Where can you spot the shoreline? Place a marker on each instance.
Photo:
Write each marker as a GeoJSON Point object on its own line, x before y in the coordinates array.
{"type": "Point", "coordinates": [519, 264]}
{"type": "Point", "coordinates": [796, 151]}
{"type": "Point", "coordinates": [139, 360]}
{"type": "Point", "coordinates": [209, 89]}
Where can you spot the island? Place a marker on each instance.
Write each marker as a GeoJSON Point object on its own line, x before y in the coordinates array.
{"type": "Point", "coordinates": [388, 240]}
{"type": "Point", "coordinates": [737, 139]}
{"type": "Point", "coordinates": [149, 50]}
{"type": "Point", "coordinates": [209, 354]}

ACTION ITEM
Would you please copy all lines in the data that contain the word "spot"?

WRITTEN ANSWER
Where can you spot the shoreline? Place a marker on each instance.
Where can you spot the island? Place a marker on each instance.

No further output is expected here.